Excerpt provided
PRINCETON, N.J. ― Princeton University has started its mass vaccination of students to try to stop an outbreak of type B meningitis.
U.S. Centers for Disease Control and Prevention meningitis expert Thomas Clark says that shortly after vaccinations began at noon Monday, scores of students were in line and some had received the dose.
The vaccine for the B strain of the meningococcal bacteria is not yet licensed for general use in the United States, though it has been allowed in Canada, Australia and Europe.
The Food and Drug Administration approved its use at Princeton.
Seven university students and one student visitor have been infected since March. None of the cases has been fatal.
Under New Jersey law, all students who live in dorms are required to have a meningitis vaccine, but it does not prevent the B strain, which responds differently to vaccines from other strains. The strain is the most common in Europe and accounted for one-third of the meningitis cases reported in the U.S. last year by the CDC. Princeton’s is the first outbreak of the B strain worldwide this year.

Tasks to perform
1/ From the Princeton meningitis article, quote everything from "U.S. Centers for" down to "has been fatal.".
2/ According to the Princeton meningitis article, which federal agency approved use of the B-strain vaccine at Princeton?
3/ Carry on the Princeton meningitis article from the point where it stops.
The rows that follow play no part in the work here.

Collected data
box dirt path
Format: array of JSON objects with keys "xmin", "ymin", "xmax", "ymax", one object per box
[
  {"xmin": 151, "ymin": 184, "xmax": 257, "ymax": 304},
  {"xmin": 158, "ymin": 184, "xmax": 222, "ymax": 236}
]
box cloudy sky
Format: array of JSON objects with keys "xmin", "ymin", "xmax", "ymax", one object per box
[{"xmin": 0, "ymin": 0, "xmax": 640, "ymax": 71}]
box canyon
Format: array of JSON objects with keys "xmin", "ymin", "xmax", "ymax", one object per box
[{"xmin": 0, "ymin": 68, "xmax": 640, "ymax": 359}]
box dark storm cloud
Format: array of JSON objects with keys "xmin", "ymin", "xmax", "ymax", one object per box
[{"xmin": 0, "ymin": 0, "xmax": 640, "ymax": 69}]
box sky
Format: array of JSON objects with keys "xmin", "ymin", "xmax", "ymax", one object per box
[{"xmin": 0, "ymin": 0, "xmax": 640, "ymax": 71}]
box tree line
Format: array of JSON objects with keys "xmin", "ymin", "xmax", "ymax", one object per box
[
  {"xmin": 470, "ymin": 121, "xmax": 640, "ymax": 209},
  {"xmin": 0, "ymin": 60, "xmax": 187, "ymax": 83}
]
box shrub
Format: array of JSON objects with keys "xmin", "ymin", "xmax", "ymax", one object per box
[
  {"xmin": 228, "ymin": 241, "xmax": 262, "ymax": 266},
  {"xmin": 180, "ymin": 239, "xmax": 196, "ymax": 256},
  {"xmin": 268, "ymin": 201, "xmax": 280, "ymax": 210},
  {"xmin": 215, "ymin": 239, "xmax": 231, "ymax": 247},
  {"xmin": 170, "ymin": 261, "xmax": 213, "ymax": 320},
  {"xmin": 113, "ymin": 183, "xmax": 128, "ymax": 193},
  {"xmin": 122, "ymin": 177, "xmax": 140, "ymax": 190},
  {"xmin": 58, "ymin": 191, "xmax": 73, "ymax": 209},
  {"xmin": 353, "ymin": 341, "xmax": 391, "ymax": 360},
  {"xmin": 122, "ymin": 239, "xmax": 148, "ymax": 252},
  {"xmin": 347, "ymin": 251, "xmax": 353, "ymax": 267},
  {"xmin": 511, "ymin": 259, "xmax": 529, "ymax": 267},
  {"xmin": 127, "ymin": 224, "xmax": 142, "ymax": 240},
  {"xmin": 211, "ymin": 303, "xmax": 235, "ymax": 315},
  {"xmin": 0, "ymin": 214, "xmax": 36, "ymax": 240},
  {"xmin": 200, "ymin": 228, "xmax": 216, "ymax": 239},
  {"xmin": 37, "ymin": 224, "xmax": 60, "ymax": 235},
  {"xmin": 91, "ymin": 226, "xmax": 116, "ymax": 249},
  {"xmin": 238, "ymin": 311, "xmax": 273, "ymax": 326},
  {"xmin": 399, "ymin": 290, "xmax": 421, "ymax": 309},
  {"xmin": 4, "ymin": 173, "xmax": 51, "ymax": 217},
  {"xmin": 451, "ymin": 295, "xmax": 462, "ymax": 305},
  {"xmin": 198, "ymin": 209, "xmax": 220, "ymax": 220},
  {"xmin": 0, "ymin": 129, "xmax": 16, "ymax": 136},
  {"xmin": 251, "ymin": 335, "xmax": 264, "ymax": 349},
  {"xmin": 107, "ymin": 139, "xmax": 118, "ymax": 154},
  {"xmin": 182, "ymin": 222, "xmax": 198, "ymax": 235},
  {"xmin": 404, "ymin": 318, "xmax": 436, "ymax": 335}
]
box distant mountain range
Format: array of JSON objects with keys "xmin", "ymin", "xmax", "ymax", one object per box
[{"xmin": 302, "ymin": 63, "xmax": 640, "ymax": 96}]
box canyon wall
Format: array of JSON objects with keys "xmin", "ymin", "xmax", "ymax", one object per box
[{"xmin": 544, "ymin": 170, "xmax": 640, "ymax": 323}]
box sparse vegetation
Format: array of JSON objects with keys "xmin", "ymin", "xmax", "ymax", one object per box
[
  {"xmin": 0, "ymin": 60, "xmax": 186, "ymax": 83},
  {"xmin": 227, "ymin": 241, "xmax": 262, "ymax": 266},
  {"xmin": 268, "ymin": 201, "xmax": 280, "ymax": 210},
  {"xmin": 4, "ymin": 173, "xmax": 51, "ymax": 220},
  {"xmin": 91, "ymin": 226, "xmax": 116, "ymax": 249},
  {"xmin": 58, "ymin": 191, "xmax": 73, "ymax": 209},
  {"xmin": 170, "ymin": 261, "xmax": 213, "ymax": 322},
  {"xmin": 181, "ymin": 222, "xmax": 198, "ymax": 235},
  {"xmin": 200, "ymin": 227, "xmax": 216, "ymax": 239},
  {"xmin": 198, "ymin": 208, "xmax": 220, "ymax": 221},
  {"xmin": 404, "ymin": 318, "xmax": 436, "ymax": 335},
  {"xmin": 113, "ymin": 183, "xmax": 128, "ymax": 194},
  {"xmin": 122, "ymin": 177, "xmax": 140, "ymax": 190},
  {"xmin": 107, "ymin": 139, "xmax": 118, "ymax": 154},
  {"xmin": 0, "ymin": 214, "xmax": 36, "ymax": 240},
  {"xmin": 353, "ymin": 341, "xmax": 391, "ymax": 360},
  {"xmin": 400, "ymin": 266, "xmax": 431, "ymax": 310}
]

Expected results
1/
U.S. Centers for Disease Control and Prevention meningitis expert Thomas Clark says that shortly after vaccinations began at noon Monday, scores of students were in line and some had received the dose.
The vaccine for the B strain of the meningococcal bacteria is not yet licensed for general use in the United States, though it has been allowed in Canada, Australia and Europe.
The Food and Drug Administration approved its use at Princeton.
Seven university students and one student visitor have been infected since March. None of the cases has been fatal.

2/ The Food and Drug Administration.

3/
Made by Switzerland-based Novartis, Bexsero is the only vaccine designed to ward off the strain. It is in the approval pipeline in the United States. The CDC said it does not consider it experimental.
More than 8,000 people were safely vaccinated as part of studies that resulted in its approval in the other nations where it is now licensed, the CDC says. Since the vaccine does not include live bacteria, it cannot give someone meningococcal disease, or meningitis.
The illness can cause swelling of the membranes covering the brain and spinal cord. It’s fairly rare in the United States, but those who get it develop symptoms quickly and can die in a couple of days. Survivors can suffer mental disabilities, hearing loss and paralysis.